New York Wine and Culinary Center
Rochester might seem like your standard blue collar city with not much sophistication and little in the way of culture. But if you assumed that, then you’d be dead wrong. There are endless summer arts festivals, jazz festivals, it’s home of Eastman Kodak and the Memorial Art Gallery, and a tiny movie house plays indie films on the reg. The newest addition to the little-city-that-could is the New York Wine & Culinary Center in Canandaigua.

The New York Wine and Culinary Center features all New-York-sourced food and wine (i.e. you won’t find any rice on their menu here because there is no rice produced in NY – did I just blow your mind?), and they expose visitors to said food and wine in a variety of ways: classes in their beautiful professional kitchen; food demonstrations in a lecture-style classroom setting; a tasting bar where you can experience flights of seasonal wines, beers, or liquors; and a restaurant upstairs that puts it all together for you.

The space itself is beautiful: all dark wood and sophistication. You won’t find any steel-countered surfaces in their professional kitchen – in addition to being functional, it’s also aesthetically pleasing. And situated on beautiful Canandaigua Lake, on a good day the view is spectacular.

On the night I went with my family, it was drizzling and cold outside (I’ll give you that against Rochester, the weather never does seem to cooperate), but the interior of the space was warm and inviting. We went straight to the bar where the tastings are held and each of us ordered a flight: one dry red wine flight, one vodka flight, one white wine flight, and one beer flight. The bartender was ridiculously knowledgeable about every single drink he put in front of us and after I expressed particular delight in a wine from Coyote Moon Vineyards, the bartender said, “Would you like to meet the wine maker?” The winemakers happened to be in town doing a demonstration at the culinary center (this is the type of special event they hold all year round) and filled me in on their winery and a specialty tomato sauce they sell at the vineyard. If you’re ever doing a wine tour in the area or happen to be out near Clayton, NY take the time to stop in and meet the lovely Randazzo family.

The next stop was the bar upstairs for another glass of wine (do you love how specific I’m being by telling you I had “wine”? It was so good I forgot what kind). We settled into a giant wooden table and stayed for dinner. The first course was a cheese plate, followed by a delicious entree of Long Island flounder and scallops over leeks fondue and seasonal vegetables. For dessert we had apple fritters that I’m still dreaming about: apple rings deep fried in the lightest, crunchiest batter imaginable with sweet, smooth vanilla ice cream. Is there any dessert more New York than an apple?

If you’re in the Finger Lakes region, make a point to visit the culinary center. It’s incredible to see a place this innovative and committed to local food and wine thriving in an area that isn’t usually known for its culinary ingenuity. Take a class on making truffles, taste the New York wines (of which there are HUNDREDS), gaze out over beautiful Canandaigua Lake, or just eat your face off in the upstairs bistro. Whatever you do, you won’t be sorry you did it.

──────

§ GIVEN REQUEST A
Copy the records word for word, starting at the first line and ending with the line that contains "[[[154,41],[154,48],[178,47],[186,42],[186,34],[163,35]]]", including both of those lines. Leave the pictures out of your copy.

──────

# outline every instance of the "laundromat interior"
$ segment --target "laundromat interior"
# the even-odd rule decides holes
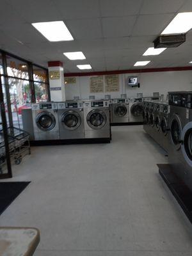
[[[192,1],[0,1],[0,256],[192,255]]]

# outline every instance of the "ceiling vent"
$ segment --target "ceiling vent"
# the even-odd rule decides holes
[[[154,41],[154,48],[178,47],[186,42],[186,34],[163,35]]]

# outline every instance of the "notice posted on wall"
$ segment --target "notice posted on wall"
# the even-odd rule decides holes
[[[60,78],[60,70],[49,71],[49,76],[50,79],[59,79]]]
[[[119,92],[118,75],[105,76],[106,92]]]
[[[91,77],[90,87],[91,93],[104,92],[103,76]]]
[[[76,84],[76,77],[65,77],[65,84]]]

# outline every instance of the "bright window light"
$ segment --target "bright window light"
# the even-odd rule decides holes
[[[77,65],[77,67],[79,69],[92,69],[92,66],[90,65]]]
[[[37,22],[32,25],[50,42],[74,40],[63,21]]]
[[[186,33],[192,28],[192,12],[178,13],[161,35]]]
[[[82,52],[63,52],[63,54],[71,60],[86,59],[85,56]]]
[[[154,48],[154,47],[149,47],[148,49],[143,53],[143,56],[149,56],[149,55],[159,55],[160,53],[163,52],[163,51],[166,50],[166,48]]]
[[[150,62],[150,60],[147,60],[145,61],[137,61],[136,63],[134,63],[134,66],[146,66],[146,65],[148,64]]]

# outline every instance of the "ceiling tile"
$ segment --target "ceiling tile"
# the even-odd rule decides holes
[[[144,0],[140,14],[174,13],[186,0]]]
[[[159,35],[172,19],[173,14],[140,15],[132,35]]]
[[[179,12],[192,12],[192,1],[187,0],[186,3],[180,8]]]
[[[65,23],[74,39],[93,39],[102,37],[99,19],[67,20]]]
[[[98,0],[52,0],[65,20],[99,17]]]
[[[104,37],[129,36],[136,19],[136,16],[103,18]]]
[[[138,14],[142,0],[101,0],[102,17],[127,16]]]
[[[15,0],[9,0],[9,3],[19,17],[29,23],[62,20],[55,4],[51,0],[33,0],[27,3],[25,0],[17,0],[17,4]]]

──────

§ GIVEN REQUEST B
Rewrite the section of the passage about the New York Wine and Culinary Center that starts at "The space itself" and ends with "view is spectacular.", replacing "dark wood" with "light oak".

§ REPLY A
# outline every instance of the "laundromat interior"
$ segment --target "laundromat interior"
# the even-odd rule decides holes
[[[192,1],[0,1],[0,256],[192,255]]]

# outline every instance of the "ceiling vent"
$ segment --target "ceiling vent"
# the even-odd rule decides holes
[[[154,41],[154,48],[178,47],[186,42],[186,34],[163,35]]]

§ REPLY B
The space itself is beautiful: all light oak and sophistication. You won’t find any steel-countered surfaces in their professional kitchen – in addition to being functional, it’s also aesthetically pleasing. And situated on beautiful Canandaigua Lake, on a good day the view is spectacular.